=== Reading text ===

The Mudcat Café TM
Thread #166858   Message #4017411
Posted By: Raedwulf
06-Nov-19 - 02:12 AM
Thread Name: Folklore: Rumpelstiltskin, thousands of years old?
Subject: RE: Folklore: Rumpelstiltskin, thousands of years old?
Pseudonymous - thanks for the mention of Todorov. I did look up his narrative theory. As far as I can see from what's immediately (& perhaps superficially) available on the net, no it doesn't meet the "Silverberg Question". Todorov's theory is about the structure of how a story moves (& seems very reasonable to me); Silverberg's comments were about how there are only so many stories / motifs and, if you trouble to look at tales, you can reduce them all down to a small number of basic themes. But 'twas interesting ne'ertheless, forsooth!

Oh, heavens! did I just go Storyteller? *ahem*

Anne - I'm sure you already know, but just in case... People mostly never have travelled, only a special few. Until relatively recently (last 150 years or so), 10 miles away was a foreign country, more or less, for most folk even if they spoke the same language. I suspect that the few that travel have been as red blood cells to the 'fixed' other cells; carrying something with them, if you see what I mean.

Thus you have the Coggeshall stories - they tried to fish the moon out of a pond, to hedge in the cuckoo so that Spring would also not depart, fixed hurdles in a river bed to change its course... They're all classic "village of idiots" tales that are told of more than one place. There's a village on the Isle of Wight whose name I forget. There's Gotham in Notts, whose name I don't forget. In the case of Gotham, it's alleged that the idiocy was deliberate on their part (trying to avoid the imposition of a royal visit is the most common claim), but the point is that exactly the same tales are told, only the name of the village is different.

I don't doubt that you could find exactly the same tales in other parts of the UK & Northern Europe at least (everywhere has somewhere that is the butt of all the Stupids jokes!). As I said in my first post in the thread, stories get adapted to local colour. There's a class of folk tales known as wonder tales; there, perhaps, a storyteller would keep them foreign & exotic (although even that's not true, since you can find tales with exactly the same motifs & motives right across Europe & into Russia). But with most tales, it's the most natural thing in the world for a storyteller to make them more, if not entirely, local if for no other reason than it helps to interest the audience!

=== Extracted data ===

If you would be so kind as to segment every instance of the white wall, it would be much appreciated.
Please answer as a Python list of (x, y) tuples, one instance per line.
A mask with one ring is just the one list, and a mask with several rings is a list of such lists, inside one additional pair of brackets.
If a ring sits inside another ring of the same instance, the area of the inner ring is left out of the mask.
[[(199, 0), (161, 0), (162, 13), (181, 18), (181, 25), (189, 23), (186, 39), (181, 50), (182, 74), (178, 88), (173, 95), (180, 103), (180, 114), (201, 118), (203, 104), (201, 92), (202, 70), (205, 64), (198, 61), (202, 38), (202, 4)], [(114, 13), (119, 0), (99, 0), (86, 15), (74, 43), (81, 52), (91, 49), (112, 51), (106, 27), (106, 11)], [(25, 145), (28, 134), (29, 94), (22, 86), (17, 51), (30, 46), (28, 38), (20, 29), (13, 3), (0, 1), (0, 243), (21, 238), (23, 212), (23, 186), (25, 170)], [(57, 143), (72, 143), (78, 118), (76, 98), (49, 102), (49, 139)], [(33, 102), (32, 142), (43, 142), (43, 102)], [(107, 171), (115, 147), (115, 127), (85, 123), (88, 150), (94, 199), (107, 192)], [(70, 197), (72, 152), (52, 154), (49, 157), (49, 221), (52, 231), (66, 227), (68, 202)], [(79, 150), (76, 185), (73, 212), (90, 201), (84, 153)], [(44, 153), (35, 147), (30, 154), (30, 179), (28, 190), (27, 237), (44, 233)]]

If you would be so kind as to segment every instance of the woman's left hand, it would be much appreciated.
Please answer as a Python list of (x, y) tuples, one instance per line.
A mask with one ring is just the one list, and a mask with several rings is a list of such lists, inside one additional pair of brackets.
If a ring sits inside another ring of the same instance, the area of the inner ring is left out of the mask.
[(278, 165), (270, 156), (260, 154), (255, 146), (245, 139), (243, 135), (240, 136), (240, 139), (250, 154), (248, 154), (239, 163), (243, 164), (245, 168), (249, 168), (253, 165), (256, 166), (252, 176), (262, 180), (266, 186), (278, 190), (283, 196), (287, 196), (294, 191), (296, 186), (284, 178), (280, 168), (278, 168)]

===

● What you will do
1. Return the part of the forum post starting at "The Mudcat Café" and ending at "Name: Folklore: Rumpelstiltskin, thousands of years old?", copied word for word.
2. Decide whether each statement agrees with the forum post, giving yes or no and quoting the words of the post that settle it: (a) Gotham is in Notts. (b) The Coggeshall stories include an attempt to fish the moon out of a pond. (c) The post gives the name of the village on the Isle of Wight.
None of the stored records is needed for this work.

● Responses to the tasks
1.
The Mudcat Café TM
Thread #166858   Message #4017411
Posted By: Raedwulf
06-Nov-19 - 02:12 AM
Thread Name: Folklore: Rumpelstiltskin, thousands of years old?

2.
(a) Yes: "There's Gotham in Notts"
(b) Yes: "they tried to fish the moon out of a pond"
(c) No: "There's a village on the Isle of Wight whose name I forget."